Data for processing:
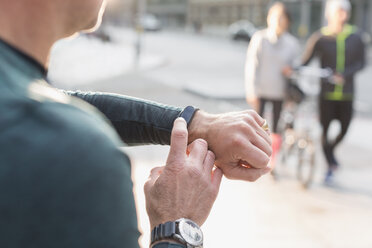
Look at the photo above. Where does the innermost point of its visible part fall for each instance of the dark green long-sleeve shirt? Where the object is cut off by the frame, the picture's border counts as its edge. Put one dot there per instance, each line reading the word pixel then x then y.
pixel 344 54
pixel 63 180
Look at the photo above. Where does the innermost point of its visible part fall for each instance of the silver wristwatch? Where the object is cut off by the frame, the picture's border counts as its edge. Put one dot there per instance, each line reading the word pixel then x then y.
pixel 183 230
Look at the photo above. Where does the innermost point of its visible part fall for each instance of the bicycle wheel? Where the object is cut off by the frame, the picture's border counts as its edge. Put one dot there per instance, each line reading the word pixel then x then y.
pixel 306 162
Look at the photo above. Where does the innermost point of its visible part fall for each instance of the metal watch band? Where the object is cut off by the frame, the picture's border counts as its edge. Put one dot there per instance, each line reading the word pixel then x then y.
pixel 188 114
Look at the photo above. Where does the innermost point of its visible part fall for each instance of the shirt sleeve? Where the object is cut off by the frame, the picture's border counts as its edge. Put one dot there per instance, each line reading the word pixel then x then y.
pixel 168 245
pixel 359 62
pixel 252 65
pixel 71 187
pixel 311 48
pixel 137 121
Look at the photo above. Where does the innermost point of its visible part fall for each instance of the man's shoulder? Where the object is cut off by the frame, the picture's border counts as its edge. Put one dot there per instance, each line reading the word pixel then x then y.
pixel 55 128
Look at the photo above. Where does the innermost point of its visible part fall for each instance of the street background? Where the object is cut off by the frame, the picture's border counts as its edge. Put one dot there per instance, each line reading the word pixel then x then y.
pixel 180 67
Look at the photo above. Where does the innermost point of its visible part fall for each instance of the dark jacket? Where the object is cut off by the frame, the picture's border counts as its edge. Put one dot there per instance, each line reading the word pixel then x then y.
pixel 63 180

Work to be completed:
Copy out verbatim every line from the one containing "of the metal" up to and including the one containing "pixel 137 121".

The result:
Look at the photo above. Where does the innermost point of its visible part fall for each instance of the metal watch band? Where the object is cut off by the frame, the picture's border counts as its edge. Put one dot there per instance, each line reading the word pixel then x then y.
pixel 188 114
Look at the photo above. Where does the innermost point of its visible part fall for each instance of the shirt sleeve? Where the object is cut off by the frame, the picture's border counts as its edge. Put one dot there per instance, each line reading the word pixel then x then y.
pixel 168 245
pixel 359 62
pixel 252 65
pixel 71 187
pixel 311 48
pixel 137 121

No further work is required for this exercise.